**Source extract**
------------------------------------------------------------------------
'Bedouin Mad Max': Inside the secret camel race of South Sinai

Bedouin camel racers
5 min read
30 January, 2024

Boys strapped to camels streak through the desert at dawn as hundreds of beeping pick-up trucks packed with Bedouins try to keep up with the frenetic pace.

Riders whip their camels to overtake one another as spectators navigate crashes and dust to follow the race as closely as possible in their cars. It’s the annual Zalaga Camel Race in South Sinai, Egypt.

At 7.30 am on January 10 every year, over 40 camels, their riders and more than three hundred cars carrying spectators gather at Wadi Zalaga in Southern Sinai for a 30-kilometre race through the dusty valley.

The competition has taken place between the Muzeina and Tarabeen tribes since the early 1980s when Egypt took back control of Sinai from Israel. Today the race remains almost secret to the outside world with only a small number of tourists attending.
------------------------------------------------------------------------
Records

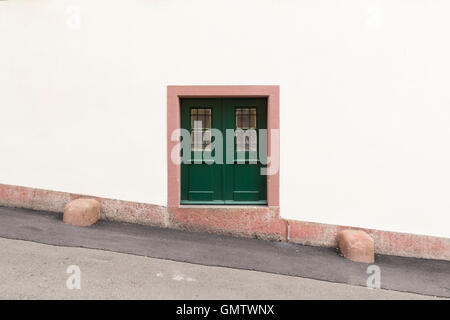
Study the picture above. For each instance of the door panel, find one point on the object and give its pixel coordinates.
(239, 181)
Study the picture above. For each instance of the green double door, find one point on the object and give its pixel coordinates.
(224, 166)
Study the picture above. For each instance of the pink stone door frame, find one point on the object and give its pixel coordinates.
(175, 93)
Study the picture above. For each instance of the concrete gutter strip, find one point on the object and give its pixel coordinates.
(428, 277)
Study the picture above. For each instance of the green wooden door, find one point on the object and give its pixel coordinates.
(234, 177)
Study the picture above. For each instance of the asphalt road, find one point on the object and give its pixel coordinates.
(36, 271)
(427, 277)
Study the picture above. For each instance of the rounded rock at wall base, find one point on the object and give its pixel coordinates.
(82, 212)
(357, 245)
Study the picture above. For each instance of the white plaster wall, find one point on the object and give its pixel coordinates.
(365, 98)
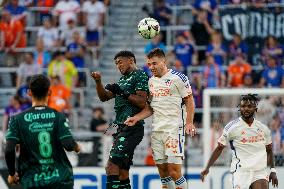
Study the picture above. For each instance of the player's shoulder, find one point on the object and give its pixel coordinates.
(232, 125)
(141, 74)
(260, 124)
(178, 75)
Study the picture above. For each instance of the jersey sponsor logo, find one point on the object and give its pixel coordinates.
(29, 117)
(37, 127)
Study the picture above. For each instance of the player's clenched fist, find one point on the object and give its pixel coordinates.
(131, 121)
(96, 76)
(203, 174)
(13, 179)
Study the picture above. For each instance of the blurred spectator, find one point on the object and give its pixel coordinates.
(272, 48)
(41, 56)
(22, 92)
(213, 76)
(27, 68)
(18, 12)
(59, 99)
(13, 108)
(64, 68)
(201, 31)
(163, 15)
(248, 81)
(97, 124)
(209, 5)
(66, 10)
(45, 14)
(48, 34)
(277, 135)
(12, 36)
(236, 71)
(93, 19)
(156, 42)
(76, 50)
(149, 161)
(237, 46)
(272, 75)
(184, 51)
(76, 53)
(217, 49)
(66, 36)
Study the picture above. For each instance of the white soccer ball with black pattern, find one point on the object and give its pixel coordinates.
(148, 28)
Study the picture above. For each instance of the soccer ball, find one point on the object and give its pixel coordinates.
(148, 28)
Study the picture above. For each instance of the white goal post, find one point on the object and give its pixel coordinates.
(207, 109)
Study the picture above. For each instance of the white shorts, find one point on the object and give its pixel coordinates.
(242, 179)
(167, 147)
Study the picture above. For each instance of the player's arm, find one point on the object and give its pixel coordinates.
(146, 112)
(65, 136)
(215, 155)
(189, 105)
(139, 99)
(104, 95)
(270, 162)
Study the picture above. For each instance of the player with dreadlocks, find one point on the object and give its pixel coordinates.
(250, 141)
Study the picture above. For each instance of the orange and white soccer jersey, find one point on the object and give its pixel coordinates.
(167, 93)
(248, 144)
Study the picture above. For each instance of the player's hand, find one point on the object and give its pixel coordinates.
(273, 178)
(190, 129)
(96, 76)
(203, 174)
(131, 121)
(77, 148)
(13, 179)
(114, 88)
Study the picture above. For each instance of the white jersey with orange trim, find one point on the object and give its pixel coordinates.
(248, 144)
(167, 93)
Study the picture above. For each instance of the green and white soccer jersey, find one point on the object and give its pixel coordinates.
(135, 81)
(42, 158)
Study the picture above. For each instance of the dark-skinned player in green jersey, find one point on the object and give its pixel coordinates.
(130, 93)
(43, 134)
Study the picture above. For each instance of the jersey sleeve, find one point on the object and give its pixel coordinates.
(267, 136)
(142, 82)
(13, 130)
(63, 128)
(184, 87)
(225, 137)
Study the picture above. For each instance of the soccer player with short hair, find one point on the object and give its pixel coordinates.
(170, 91)
(250, 141)
(130, 93)
(43, 134)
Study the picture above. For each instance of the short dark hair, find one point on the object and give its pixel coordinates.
(156, 52)
(39, 86)
(127, 54)
(251, 97)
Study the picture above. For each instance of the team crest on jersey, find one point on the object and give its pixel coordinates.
(168, 82)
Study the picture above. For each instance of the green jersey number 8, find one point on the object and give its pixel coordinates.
(45, 147)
------------------------------------------------------------------------
**Written tasks**
**a)** According to the camel race article, which two tribes compete in the race?
**b)** Transcribe the camel race article from "Boys strapped to" to "South Sinai, Egypt.".
**c)** Put this sentence from the camel race article into Spanish: "Today the race remains almost secret to the outside world with only a small number of tourists attending."
The items have no connection to the camel race article.

**Results for the exercise**
**a)** The Muzeina and Tarabeen tribes.

**b)**
Boys strapped to camels streak through the desert at dawn as hundreds of beeping pick-up trucks packed with Bedouins try to keep up with the frenetic pace.

Riders whip their camels to overtake one another as spectators navigate crashes and dust to follow the race as closely as possible in their cars. It’s the annual Zalaga Camel Race in South Sinai, Egypt.

**c)** Hoy la carrera sigue siendo casi secreta para el mundo exterior, y solo asiste un pequeño número de turistas.